**Written task A:**
Reproduce the part of the list_dict_DB project description that opens with the words containing "Project description" and closes with "and instantiation time.".
**Written task B:**
Answer these from the list_dict_DB project description:
(i) How many items were in the list that became intractable to query?
(ii) On which Python versions does the package pass all tests?
(iii) What command installs the package?

Skip to main content

in memory database like object with O(1) queries

Project description

A simple in memory database like object. Replace list of dictionaries with a fast, O(1) lookup, data structure. Also supports multiple items via a list.

It is very simple and designed for small to medium databases which can exist purely in memory. It intended for situations where query speed is prioritized over memory usage and instantiation time.

I built it because I was querying a list of dictionaries by multiple keys inside of a loop. That cause an O(N^2) complexity and made my moderately-sized 30,000 item list intractable!

There are other solutions out there that are more traditionally database focused such as TinyDB, buzhug, etc, but this is purely in-memory and very fast. It is likely at the cost of extra memory overhead.

It passes all tests (with 100% test coverage) on Python 2.7 and Python 3.6

I am not a database expert. This simple met my needs.

Install

Simply

pip install list_dict_DB

Usage:

For more full example usage, including the flexible query methods, see the tests.

Consider the following: (please do not argue accuracy. It is an example)

**Collected data:**

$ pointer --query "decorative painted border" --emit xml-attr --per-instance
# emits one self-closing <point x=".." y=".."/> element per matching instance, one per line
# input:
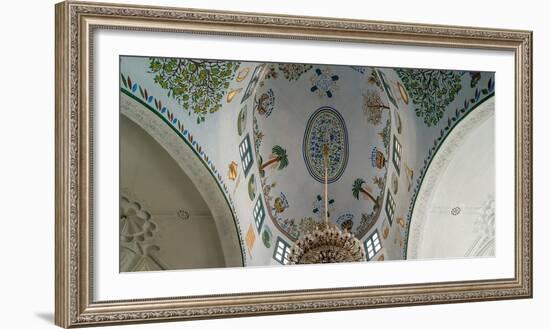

**Correct response A:**
Project description

A simple in memory database like object. Replace list of dictionaries with a fast, O(1) lookup, data structure. Also supports multiple items via a list.

It is very simple and designed for small to medium databases which can exist purely in memory. It intended for situations where query speed is prioritized over memory usage and instantiation time.

**Correct response B:**
(i) 30,000 items
(ii) Python 2.7 and Python 3.6
(iii) pip install list_dict_DB